=== Recorded data ===

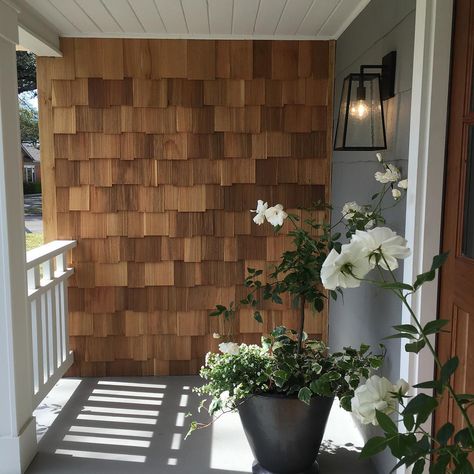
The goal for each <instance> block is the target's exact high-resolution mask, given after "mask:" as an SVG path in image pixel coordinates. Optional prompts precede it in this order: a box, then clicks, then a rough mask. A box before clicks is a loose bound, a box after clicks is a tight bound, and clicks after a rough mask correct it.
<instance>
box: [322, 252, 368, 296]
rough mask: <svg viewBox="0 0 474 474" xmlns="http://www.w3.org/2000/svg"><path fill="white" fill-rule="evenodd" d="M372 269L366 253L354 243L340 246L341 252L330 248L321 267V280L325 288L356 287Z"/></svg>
mask: <svg viewBox="0 0 474 474" xmlns="http://www.w3.org/2000/svg"><path fill="white" fill-rule="evenodd" d="M371 269H372V265H371V263H370V261H369V259H368V258H367V254H366V253H363V252H362V251H361V248H360V247H358V246H357V245H355V244H346V245H343V246H342V249H341V253H340V254H339V253H337V252H336V250H334V249H332V250H331V252H329V255H328V256H327V257H326V260H325V261H324V263H323V266H322V268H321V282H322V284H323V286H324V288H326V289H327V290H335V289H336V288H338V287H339V288H357V287H359V286H360V283H361V282H360V280H361V279H362V278H364V277H365V276H366V275H367V273H369V272H370V270H371Z"/></svg>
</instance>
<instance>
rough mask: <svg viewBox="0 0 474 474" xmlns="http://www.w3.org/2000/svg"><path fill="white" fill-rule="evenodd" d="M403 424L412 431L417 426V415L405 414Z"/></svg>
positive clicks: (403, 414) (405, 427) (405, 426)
mask: <svg viewBox="0 0 474 474" xmlns="http://www.w3.org/2000/svg"><path fill="white" fill-rule="evenodd" d="M403 424H404V425H405V428H406V429H407V430H408V431H411V430H412V429H413V427H414V426H415V417H414V416H413V415H411V414H406V413H404V414H403Z"/></svg>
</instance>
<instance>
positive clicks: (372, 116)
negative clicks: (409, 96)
mask: <svg viewBox="0 0 474 474" xmlns="http://www.w3.org/2000/svg"><path fill="white" fill-rule="evenodd" d="M396 63H397V52H396V51H392V52H390V53H388V54H387V55H386V56H384V57H383V58H382V64H376V65H373V64H365V65H362V66H361V67H360V72H359V73H358V74H349V75H348V76H347V77H346V78H345V79H344V84H343V86H342V97H341V105H340V108H339V116H338V119H337V127H336V137H335V140H334V150H359V151H362V150H366V151H367V150H385V149H386V148H387V137H386V133H385V119H384V113H383V101H384V100H387V99H390V98H391V97H393V96H394V95H395V67H396ZM367 69H380V70H381V72H380V73H373V72H369V73H367V72H365V71H366V70H367Z"/></svg>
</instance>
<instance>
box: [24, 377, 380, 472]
mask: <svg viewBox="0 0 474 474" xmlns="http://www.w3.org/2000/svg"><path fill="white" fill-rule="evenodd" d="M199 380H200V379H199V378H198V377H136V378H133V377H127V378H100V379H96V378H87V379H62V380H61V381H60V382H59V383H58V385H56V387H55V388H54V389H53V390H52V392H51V393H50V394H49V395H48V397H46V399H45V400H44V402H43V403H42V404H41V405H40V407H38V409H37V410H36V412H35V416H36V418H37V426H38V430H37V432H38V438H39V439H40V442H39V452H38V454H37V456H36V457H35V459H34V460H33V462H32V464H31V465H30V467H29V468H28V470H27V471H26V472H27V474H54V473H68V474H75V473H91V474H92V473H93V474H99V473H100V474H102V473H104V474H108V473H114V474H121V473H127V474H128V473H134V474H148V473H153V474H168V473H169V474H171V473H173V474H205V473H212V474H241V473H248V472H251V465H252V455H251V452H250V448H249V447H248V445H247V442H246V439H245V435H244V433H243V431H242V427H241V425H240V421H239V418H238V415H237V414H228V415H225V416H223V417H221V418H220V419H219V420H217V421H216V422H215V423H214V424H213V425H212V427H210V428H208V429H205V430H200V431H198V432H195V433H193V435H192V436H191V437H189V438H188V439H187V440H185V439H184V437H185V435H186V432H187V427H188V425H189V422H190V420H191V419H193V418H191V417H190V418H185V415H186V413H188V412H192V413H194V414H196V413H197V406H198V404H199V399H198V397H197V396H196V395H195V394H194V393H193V392H192V387H193V386H195V385H197V384H199ZM63 407H64V408H63ZM200 416H204V415H200ZM362 444H363V441H362V439H361V437H360V435H359V433H358V431H357V428H356V426H355V424H354V423H353V421H352V419H351V417H350V415H349V414H348V413H346V412H344V411H343V410H341V409H340V408H339V406H338V405H337V404H335V405H334V407H333V410H332V412H331V417H330V419H329V423H328V428H327V430H326V435H325V440H324V442H323V447H322V452H321V454H320V456H319V464H320V468H321V473H323V474H349V473H350V474H372V473H374V472H375V471H374V470H373V468H372V466H371V464H370V463H369V462H367V461H360V460H359V459H358V451H359V450H360V446H361V445H362Z"/></svg>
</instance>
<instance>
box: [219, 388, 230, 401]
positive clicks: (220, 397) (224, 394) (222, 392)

===

Only the pictures are to be left out, and all of the data must otherwise be transcribed exactly.

- _Task response_:
The goal for each <instance> block is the target's exact high-resolution mask, given after "mask:" as an SVG path in image pixel coordinates. Optional prompts precede it in this order: a box, then clicks, then a rough mask. A box before clicks is a loose bound, a box after clicks is a tight bound, and clicks after a rough mask correct it.
<instance>
box: [322, 252, 368, 296]
rough mask: <svg viewBox="0 0 474 474" xmlns="http://www.w3.org/2000/svg"><path fill="white" fill-rule="evenodd" d="M372 269L366 253L354 243L340 246L341 252L330 248L321 267V280L325 288L356 287Z"/></svg>
mask: <svg viewBox="0 0 474 474" xmlns="http://www.w3.org/2000/svg"><path fill="white" fill-rule="evenodd" d="M371 269H372V265H371V263H370V261H369V259H368V258H367V254H366V253H363V252H362V251H361V248H360V247H358V246H357V245H355V244H346V245H343V246H342V249H341V253H340V254H339V253H337V252H336V250H334V249H332V250H331V252H329V255H328V256H327V257H326V260H325V261H324V263H323V266H322V268H321V282H322V284H323V286H324V288H326V289H327V290H335V289H336V288H338V287H339V288H357V287H359V286H360V283H361V282H360V280H361V279H362V278H364V277H365V276H366V275H367V273H369V272H370V270H371Z"/></svg>
</instance>
<instance>
rough mask: <svg viewBox="0 0 474 474" xmlns="http://www.w3.org/2000/svg"><path fill="white" fill-rule="evenodd" d="M403 424L412 431L417 426V415L405 414Z"/></svg>
positive clicks: (403, 414) (405, 427) (405, 426)
mask: <svg viewBox="0 0 474 474" xmlns="http://www.w3.org/2000/svg"><path fill="white" fill-rule="evenodd" d="M403 424H404V425H405V428H406V429H407V430H408V431H411V430H412V429H413V427H414V426H415V417H414V416H413V415H411V414H406V413H404V414H403Z"/></svg>
</instance>
<instance>
positive clicks: (372, 116)
negative clicks: (409, 96)
mask: <svg viewBox="0 0 474 474" xmlns="http://www.w3.org/2000/svg"><path fill="white" fill-rule="evenodd" d="M396 63H397V52H396V51H392V52H390V53H388V54H387V55H386V56H384V57H383V58H382V64H376V65H373V64H365V65H362V66H361V67H360V72H359V73H358V74H349V75H348V76H347V77H346V78H345V79H344V84H343V86H342V97H341V105H340V108H339V116H338V119H337V127H336V137H335V140H334V150H359V151H362V150H366V151H367V150H385V149H386V148H387V137H386V133H385V119H384V113H383V101H384V100H387V99H390V98H391V97H393V96H394V95H395V67H396ZM367 69H380V70H381V72H380V73H373V72H369V73H367V72H365V71H366V70H367Z"/></svg>
</instance>
<instance>
box: [24, 377, 380, 472]
mask: <svg viewBox="0 0 474 474" xmlns="http://www.w3.org/2000/svg"><path fill="white" fill-rule="evenodd" d="M199 380H200V379H199V378H198V377H136V378H133V377H127V378H100V379H96V378H87V379H62V380H61V381H60V382H59V383H58V385H56V387H55V388H54V389H53V390H52V392H51V393H50V394H49V395H48V397H46V399H45V400H44V402H43V403H42V404H41V405H40V407H38V409H37V410H36V412H35V416H36V418H37V426H38V430H37V432H38V438H39V439H40V442H39V452H38V454H37V456H36V457H35V459H34V460H33V462H32V464H31V465H30V467H29V468H28V470H27V471H26V472H27V474H54V473H68V474H75V473H91V474H92V473H93V474H99V473H100V474H102V473H104V474H108V473H114V474H121V473H127V474H128V473H134V474H148V473H153V474H168V473H169V474H171V473H173V474H205V473H212V474H241V473H248V472H251V465H252V455H251V452H250V448H249V447H248V445H247V442H246V439H245V435H244V433H243V431H242V427H241V425H240V421H239V418H238V415H237V414H228V415H225V416H223V417H221V418H220V419H219V420H217V421H216V422H215V423H214V424H213V425H212V427H210V428H208V429H205V430H200V431H198V432H195V433H193V435H192V436H191V437H189V438H188V439H187V440H185V439H184V437H185V435H186V432H187V427H188V425H189V422H190V420H191V419H193V418H191V417H190V418H185V415H186V413H188V412H192V413H194V414H196V413H197V406H198V404H199V399H198V397H197V396H196V395H195V394H194V393H193V392H192V387H193V386H195V385H197V384H199ZM63 407H64V408H63ZM200 416H204V415H200ZM362 444H363V441H362V439H361V437H360V435H359V433H358V431H357V428H356V426H355V424H354V423H353V421H352V419H351V417H350V415H349V414H348V413H346V412H344V411H343V410H341V409H340V408H339V406H338V405H337V404H335V405H334V407H333V410H332V412H331V417H330V419H329V423H328V428H327V430H326V435H325V440H324V442H323V447H322V452H321V454H320V456H319V464H320V468H321V473H323V474H349V473H350V474H372V473H374V472H375V471H374V470H373V468H372V466H371V464H370V463H369V462H367V461H360V460H359V459H358V451H359V450H360V446H361V445H362Z"/></svg>
</instance>
<instance>
box: [219, 388, 230, 401]
positive clicks: (220, 397) (224, 394) (222, 392)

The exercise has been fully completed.